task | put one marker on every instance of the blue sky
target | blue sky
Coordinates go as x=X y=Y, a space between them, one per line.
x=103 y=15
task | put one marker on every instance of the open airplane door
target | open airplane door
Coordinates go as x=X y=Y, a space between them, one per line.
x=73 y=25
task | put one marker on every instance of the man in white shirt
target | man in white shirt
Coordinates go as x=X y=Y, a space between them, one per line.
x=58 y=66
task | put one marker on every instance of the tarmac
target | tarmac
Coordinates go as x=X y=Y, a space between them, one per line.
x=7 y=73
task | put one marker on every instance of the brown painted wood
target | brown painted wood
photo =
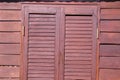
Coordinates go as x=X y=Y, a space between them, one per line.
x=78 y=43
x=110 y=62
x=44 y=55
x=10 y=6
x=10 y=26
x=10 y=15
x=109 y=74
x=110 y=5
x=9 y=59
x=9 y=72
x=109 y=50
x=9 y=78
x=113 y=38
x=110 y=26
x=9 y=49
x=9 y=37
x=110 y=13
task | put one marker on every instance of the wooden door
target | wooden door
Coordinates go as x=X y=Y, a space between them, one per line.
x=60 y=43
x=80 y=23
x=41 y=43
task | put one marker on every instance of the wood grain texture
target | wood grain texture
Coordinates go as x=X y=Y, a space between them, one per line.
x=9 y=37
x=9 y=59
x=110 y=26
x=6 y=6
x=10 y=26
x=110 y=62
x=9 y=72
x=109 y=50
x=10 y=15
x=9 y=49
x=109 y=74
x=110 y=38
x=110 y=13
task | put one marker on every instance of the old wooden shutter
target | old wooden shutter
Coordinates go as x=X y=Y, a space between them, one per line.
x=60 y=42
x=42 y=43
x=80 y=42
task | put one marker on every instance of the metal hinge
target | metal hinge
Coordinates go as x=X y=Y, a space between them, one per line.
x=23 y=30
x=97 y=36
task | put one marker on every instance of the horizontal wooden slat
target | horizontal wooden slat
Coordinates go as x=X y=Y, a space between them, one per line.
x=110 y=62
x=10 y=78
x=77 y=62
x=42 y=16
x=42 y=34
x=109 y=50
x=41 y=38
x=42 y=64
x=41 y=75
x=110 y=26
x=37 y=72
x=6 y=6
x=10 y=37
x=78 y=58
x=78 y=77
x=37 y=78
x=10 y=26
x=110 y=37
x=44 y=68
x=9 y=59
x=42 y=49
x=78 y=18
x=42 y=27
x=114 y=4
x=41 y=42
x=79 y=22
x=36 y=60
x=78 y=26
x=78 y=54
x=77 y=70
x=10 y=15
x=40 y=19
x=42 y=31
x=79 y=29
x=78 y=66
x=9 y=48
x=109 y=74
x=9 y=72
x=110 y=13
x=41 y=53
x=78 y=44
x=87 y=32
x=78 y=47
x=79 y=51
x=40 y=56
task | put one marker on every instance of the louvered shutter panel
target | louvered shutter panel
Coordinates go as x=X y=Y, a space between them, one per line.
x=80 y=42
x=42 y=41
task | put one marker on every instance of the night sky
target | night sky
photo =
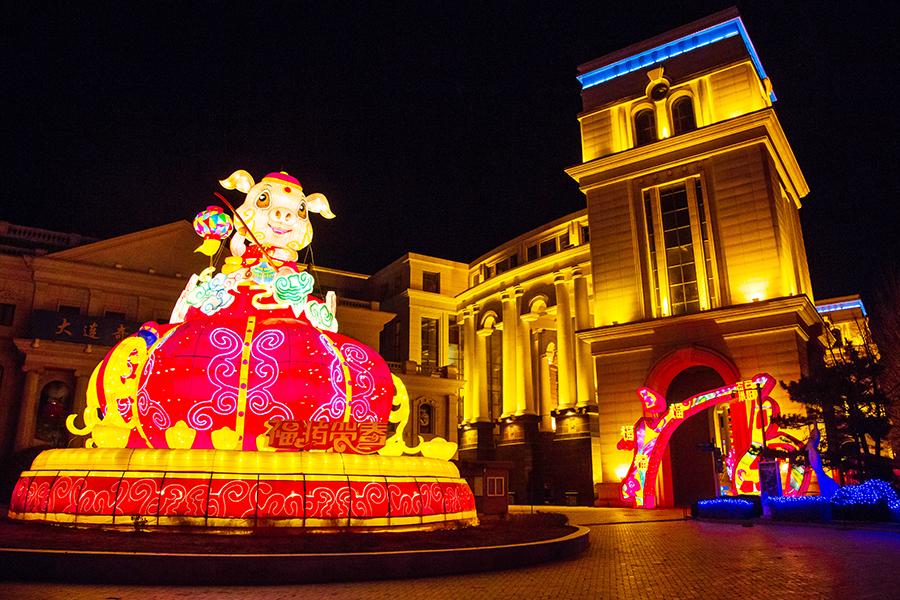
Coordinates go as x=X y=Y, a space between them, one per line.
x=439 y=128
-*-*-
◆ The task: Transcribe all of the records above character for character. Exclude the pictures.

◆ Solution to the problem:
task | put one marker on every instance of the blue sky
target | blue sky
Coordinates go as x=X y=Y, a space between them, one per line.
x=103 y=15
task | put one marker on every instance of the open airplane door
target | open airplane door
Coordinates go as x=X y=Y, a space between them, one per line.
x=73 y=25
task | put one marker on every instance of the man in white shirt
target | man in white shirt
Coordinates go as x=X y=Y, a space between them, one per line.
x=58 y=66
task | put one marker on every instance of the tarmac
target | tarmac
Coordinates go as x=X y=Y, a space between them, one per line.
x=7 y=73
task | put one marker on every instance of the brown painted wood
target | brown painted wood
photo =
Coordinates go as x=X y=Y, a space between them, one per line.
x=78 y=43
x=110 y=62
x=44 y=55
x=10 y=6
x=10 y=26
x=10 y=15
x=109 y=74
x=110 y=5
x=9 y=59
x=9 y=72
x=109 y=50
x=9 y=78
x=113 y=38
x=110 y=26
x=9 y=49
x=9 y=37
x=110 y=13
task | put one marker on every instance of the wooden door
target | wooden door
Coordinates go as x=X y=Y, a space between them, one per line.
x=60 y=43
x=80 y=23
x=41 y=43
task | put one marker on every instance of the wood grain texture
target | wood grain texture
Coordinates go as x=X y=Y, a space between them, one per line.
x=9 y=37
x=9 y=59
x=110 y=26
x=6 y=6
x=10 y=26
x=110 y=62
x=9 y=72
x=109 y=50
x=10 y=15
x=9 y=49
x=109 y=74
x=110 y=38
x=110 y=13
task | put one marker on every instance of the old wooden shutter
target | old wooden shutter
Coordinates go as x=X y=Y, a space between them, one per line.
x=60 y=42
x=42 y=43
x=80 y=42
task | put one marker on every instance of the metal hinge
target | metal hinge
Coordinates go as x=X y=Y, a space between them, one per line.
x=23 y=30
x=97 y=36
task | put one marker on every instance of the horizontal wooden slat
target | horizontal wooden slat
Coordinates go as x=X y=Y, a space between them, one per line.
x=110 y=62
x=10 y=78
x=77 y=62
x=42 y=16
x=42 y=34
x=109 y=50
x=41 y=38
x=42 y=64
x=41 y=75
x=110 y=26
x=37 y=72
x=6 y=6
x=10 y=37
x=78 y=58
x=78 y=77
x=37 y=78
x=10 y=26
x=110 y=37
x=44 y=68
x=9 y=59
x=42 y=49
x=78 y=18
x=42 y=27
x=114 y=4
x=41 y=42
x=79 y=22
x=36 y=60
x=78 y=26
x=78 y=54
x=77 y=70
x=10 y=15
x=40 y=19
x=42 y=31
x=79 y=29
x=78 y=66
x=9 y=48
x=109 y=74
x=9 y=72
x=110 y=13
x=41 y=53
x=78 y=44
x=87 y=32
x=78 y=47
x=79 y=51
x=40 y=56
task | put one marker on every instance of the louvered shutter panel
target | louvered shutter panel
Coordinates go as x=X y=Y, a space between them, one per line.
x=80 y=42
x=42 y=41
task | put one marker on every instance of the night sky
target | night sky
photo =
Coordinates go as x=X y=Y, a space between them, one per line.
x=439 y=128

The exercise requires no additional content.